_GIVEN EXERCISE_
Copy out all of the data below with no alterations.

_RECORDED INFORMATION_
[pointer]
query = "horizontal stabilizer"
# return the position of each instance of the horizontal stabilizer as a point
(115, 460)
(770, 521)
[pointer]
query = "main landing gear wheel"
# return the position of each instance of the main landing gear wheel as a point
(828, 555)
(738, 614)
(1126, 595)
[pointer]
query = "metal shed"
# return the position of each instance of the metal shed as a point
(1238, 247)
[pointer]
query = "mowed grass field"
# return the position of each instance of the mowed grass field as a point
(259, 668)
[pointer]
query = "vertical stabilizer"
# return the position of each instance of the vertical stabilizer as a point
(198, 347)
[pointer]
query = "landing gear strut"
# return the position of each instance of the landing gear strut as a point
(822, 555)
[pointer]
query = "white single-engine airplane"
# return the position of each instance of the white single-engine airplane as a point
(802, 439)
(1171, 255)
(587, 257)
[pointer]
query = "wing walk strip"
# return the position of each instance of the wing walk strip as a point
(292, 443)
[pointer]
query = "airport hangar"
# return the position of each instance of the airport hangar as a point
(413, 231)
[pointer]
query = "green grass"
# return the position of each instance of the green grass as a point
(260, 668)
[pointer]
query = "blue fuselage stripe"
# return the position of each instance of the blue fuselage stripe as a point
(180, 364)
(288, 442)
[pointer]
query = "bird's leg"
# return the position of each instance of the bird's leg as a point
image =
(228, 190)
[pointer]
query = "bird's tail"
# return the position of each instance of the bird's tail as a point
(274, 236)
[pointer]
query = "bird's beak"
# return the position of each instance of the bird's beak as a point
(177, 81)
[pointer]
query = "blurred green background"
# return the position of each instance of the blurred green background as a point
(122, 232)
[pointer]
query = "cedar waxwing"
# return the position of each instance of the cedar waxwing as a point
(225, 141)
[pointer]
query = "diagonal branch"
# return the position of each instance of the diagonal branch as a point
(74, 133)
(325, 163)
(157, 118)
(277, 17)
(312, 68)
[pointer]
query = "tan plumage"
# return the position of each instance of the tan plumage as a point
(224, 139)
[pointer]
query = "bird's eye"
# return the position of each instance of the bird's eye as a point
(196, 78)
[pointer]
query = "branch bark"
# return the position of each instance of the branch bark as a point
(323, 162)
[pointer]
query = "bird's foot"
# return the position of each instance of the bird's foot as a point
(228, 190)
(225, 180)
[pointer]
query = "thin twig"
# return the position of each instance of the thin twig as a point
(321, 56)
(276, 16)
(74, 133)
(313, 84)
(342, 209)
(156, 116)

_RESPONSE BELOW_
[pointer]
query = "horizontal stabilizer"
# return the position of each instance of the horizontal stabilizer as a point
(115, 460)
(770, 521)
[pointer]
query = "main landing gear wheel"
# return the position of each instance of the main landing gear wheel as a point
(828, 555)
(738, 614)
(1126, 595)
[pointer]
query = "metal shed"
# return the position of each instance of the metal shed as a point
(1238, 247)
[pointer]
query = "mowed grass field"
# return the position of each instance of the mowed grass field as a point
(259, 668)
[pointer]
query = "vertical stabilizer"
# return the position of each instance of the vertical stabilizer as a point
(198, 347)
[pointer]
query = "landing gear strut"
# return the position of each instance of the landing gear strut as a point
(822, 555)
[pointer]
query = "white single-engine airplane"
# return the position of each instance of the white single-engine airplane as a point
(802, 439)
(1171, 255)
(587, 257)
[pointer]
query = "wing walk strip"
# return the position of each instance of the wing walk strip as a point
(292, 443)
[pointer]
query = "airport hangar"
# return the position of each instance of the airport hangar as a point
(413, 231)
[pointer]
query = "green grass"
# return the position of each instance of the green grass as a point
(260, 668)
[pointer]
query = "blue fuselage stripe"
# return the position of each instance of the blue fuselage stripe as a point
(180, 364)
(288, 442)
[pointer]
query = "bird's leg"
# return the position of each instance of the bird's leg as a point
image =
(228, 190)
[pointer]
query = "bird's tail"
# return the position of each instance of the bird's tail as a point
(274, 236)
[pointer]
query = "bird's beak"
# return the position of each instance of the bird's beak as a point
(177, 81)
[pointer]
query = "blurred green background"
# return the position of each instance of the blurred green background as a point
(122, 232)
[pointer]
query = "cedar waxwing"
# return the position of each instance of the cedar waxwing as a point
(225, 141)
[pointer]
query = "diagonal branch"
# return the position of each instance of the diagonal branch as a point
(74, 133)
(325, 163)
(157, 118)
(277, 17)
(312, 68)
[pointer]
query = "tan plumage"
# return the position of each instance of the tan plumage as a point
(224, 139)
[pointer]
query = "bird's eye"
# return the position of each instance of the bird's eye as a point
(196, 78)
[pointer]
query = "branch bark"
# return the position of each instance of the branch bark as a point
(323, 162)
[pointer]
query = "bird's foot"
# return the position of each instance of the bird's foot as a point
(228, 190)
(225, 180)
[pointer]
query = "thin twig"
# return the position of each instance of the thin twig as a point
(321, 56)
(276, 16)
(74, 133)
(313, 84)
(342, 209)
(156, 116)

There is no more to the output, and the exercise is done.